* **INSTRUCTION**:
Identify every line in the entries below that contains the string "eave", matching case exactly, and copy each of those lines.

* **RECORDS SHOWN**:
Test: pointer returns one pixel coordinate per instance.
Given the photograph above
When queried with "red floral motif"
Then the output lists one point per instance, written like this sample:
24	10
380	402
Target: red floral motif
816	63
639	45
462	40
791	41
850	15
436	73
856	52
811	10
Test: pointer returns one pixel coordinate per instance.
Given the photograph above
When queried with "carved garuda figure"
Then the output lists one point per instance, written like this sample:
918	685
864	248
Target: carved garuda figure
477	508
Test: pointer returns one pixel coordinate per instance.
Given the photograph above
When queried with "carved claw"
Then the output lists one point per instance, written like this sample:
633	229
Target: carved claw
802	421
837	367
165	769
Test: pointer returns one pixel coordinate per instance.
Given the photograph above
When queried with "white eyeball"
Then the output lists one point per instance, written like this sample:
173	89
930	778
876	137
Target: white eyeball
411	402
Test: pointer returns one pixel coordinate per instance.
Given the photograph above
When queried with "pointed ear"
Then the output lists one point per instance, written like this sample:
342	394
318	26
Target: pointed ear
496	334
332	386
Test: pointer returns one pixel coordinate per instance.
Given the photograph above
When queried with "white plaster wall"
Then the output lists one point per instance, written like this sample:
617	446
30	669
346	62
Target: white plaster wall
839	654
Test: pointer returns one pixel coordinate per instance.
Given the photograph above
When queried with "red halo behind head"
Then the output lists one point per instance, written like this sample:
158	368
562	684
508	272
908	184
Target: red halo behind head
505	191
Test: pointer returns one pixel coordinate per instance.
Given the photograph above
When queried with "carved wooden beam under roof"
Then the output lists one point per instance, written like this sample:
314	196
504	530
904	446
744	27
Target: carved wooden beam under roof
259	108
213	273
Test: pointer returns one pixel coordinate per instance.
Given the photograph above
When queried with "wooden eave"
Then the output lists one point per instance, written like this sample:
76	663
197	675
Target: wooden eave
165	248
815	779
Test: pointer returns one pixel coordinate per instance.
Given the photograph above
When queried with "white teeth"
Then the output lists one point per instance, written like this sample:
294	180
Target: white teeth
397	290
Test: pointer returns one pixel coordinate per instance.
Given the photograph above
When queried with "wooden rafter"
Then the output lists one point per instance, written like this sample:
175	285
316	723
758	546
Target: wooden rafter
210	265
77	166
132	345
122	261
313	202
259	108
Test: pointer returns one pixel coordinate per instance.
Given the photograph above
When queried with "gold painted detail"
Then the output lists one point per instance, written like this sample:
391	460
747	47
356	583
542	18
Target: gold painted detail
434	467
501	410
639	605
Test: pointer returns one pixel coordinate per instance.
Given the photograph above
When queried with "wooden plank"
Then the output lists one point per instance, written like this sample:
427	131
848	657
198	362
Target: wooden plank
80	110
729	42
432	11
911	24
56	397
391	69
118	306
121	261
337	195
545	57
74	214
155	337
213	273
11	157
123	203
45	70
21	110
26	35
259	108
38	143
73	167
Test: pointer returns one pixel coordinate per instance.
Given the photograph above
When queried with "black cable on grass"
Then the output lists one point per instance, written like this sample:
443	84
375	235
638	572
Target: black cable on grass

* **PROBLEM SOLUTION**:
When queried with "wooden eave"
Target: wooden eave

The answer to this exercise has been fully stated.